## [Short exercise]
Reproduce, word for word, the passage on the Board's review of the new advisory agreements, starting at "During these meetings, the" and ending at "to the Fund.".

-- begin Extracted text --

THE BOARD OF DIRECTORS RECOMMENDS THAT STOCKHOLDERS OF THE FUND VOTE "FOR" PROPOSAL 2.
10
Summary of Board Meetings and Considerations
The Board of Directors, including the Independent Directors, met at an in-person meeting on May 10, 2018 to evaluate, among other things, ALPS and RMA, and to determine whether approving the New Advisory Agreement and the New Sub-Advisory Agreement (as well as the Interim Advisory Agreement and the Interim Sub-Advisory Agreement) was in the best interests of the Fund's Stockholders. In addition to the meeting on May 10, 2018, the Board met on May 3, 2018 to review various contract materials associated with the New Advisory Agreement and the New Sub-Advisory Agreement. At the Board meetings and throughout the process of considering the new agreements, the Board, including a majority of the Independent Directors, was advised by its independent legal counsel.
In their consideration of the approval of the New Advisory Agreement and New Sub-Advisory Agreement, the Board and its counsel reviewed materials furnished by ALPS and RMA and communicated with senior representatives of ALPS and RMA regarding their personnel, operations and financial condition. The Board also reviewed the terms of the New Advisory Agreement and the New Sub-Advisory Agreement and considered their possible effects on the Fund and its Stockholders. In this regard, the Directors spoke with representatives of ALPS and RMA during the Board meetings and in private sessions to discuss the anticipated effects of the new agreements.
During these meetings, the representatives of ALPS and RMA indicated their belief that the adoption of the new agreements would not adversely affect (i) the continued operation of the Fund; (ii) the capabilities of the senior personnel and investment advisory personnel of RMA, who managed the Fund under the Former Advisory Agreement, to continue to provide these and other services to the Fund at the same levels; or (iii) the capability of ALPS to provide quality advisory services to the Fund.
Approval of New Advisory Agreement and New Sub-Advisory Agreement
In approving the New Advisory Agreement and the New Sub-Advisory Agreement, the Directors, including the Independent Directors, considered the following factors:
Nature, Extent, and Quality of Services. In examining the nature, extent and quality of the investment advisory services to be provided by ALPS, the Directors considered the qualifications, experience and capability of ALPS' management and other personnel. The Directors considered, among other matters, the process by which ALPS plans to perform oversight of the Fund, including due diligence regarding product structure, resources, personnel, technology, performance, compliance and oversight of the Sub-Adviser. The Board noted ALPS' continued and grown strength in the investment, compliance and oversight areas.

-- end Extracted text --
-- begin Stored data --

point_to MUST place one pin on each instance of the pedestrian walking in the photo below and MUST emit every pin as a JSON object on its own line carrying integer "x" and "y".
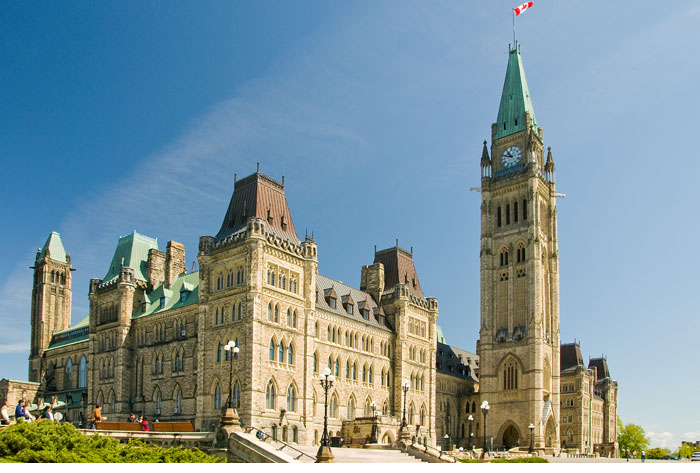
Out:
{"x": 21, "y": 413}
{"x": 97, "y": 416}
{"x": 5, "y": 413}
{"x": 47, "y": 414}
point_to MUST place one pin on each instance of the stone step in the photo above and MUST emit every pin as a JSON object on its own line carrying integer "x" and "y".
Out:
{"x": 363, "y": 455}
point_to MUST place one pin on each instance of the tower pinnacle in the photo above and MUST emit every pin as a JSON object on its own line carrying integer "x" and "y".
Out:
{"x": 515, "y": 99}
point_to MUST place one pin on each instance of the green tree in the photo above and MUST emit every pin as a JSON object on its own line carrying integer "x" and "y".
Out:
{"x": 632, "y": 437}
{"x": 685, "y": 451}
{"x": 51, "y": 442}
{"x": 657, "y": 453}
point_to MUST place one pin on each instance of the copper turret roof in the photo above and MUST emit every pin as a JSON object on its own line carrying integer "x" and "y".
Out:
{"x": 259, "y": 196}
{"x": 399, "y": 269}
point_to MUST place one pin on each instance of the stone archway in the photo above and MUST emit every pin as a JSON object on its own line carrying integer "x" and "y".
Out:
{"x": 550, "y": 433}
{"x": 510, "y": 437}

-- end Stored data --

## [Answer below]
During these meetings, the representatives of ALPS and RMA indicated their belief that the adoption of the new agreements would not adversely affect (i) the continued operation of the Fund; (ii) the capabilities of the senior personnel and investment advisory personnel of RMA, who managed the Fund under the Former Advisory Agreement, to continue to provide these and other services to the Fund at the same levels; or (iii) the capability of ALPS to provide quality advisory services to the Fund.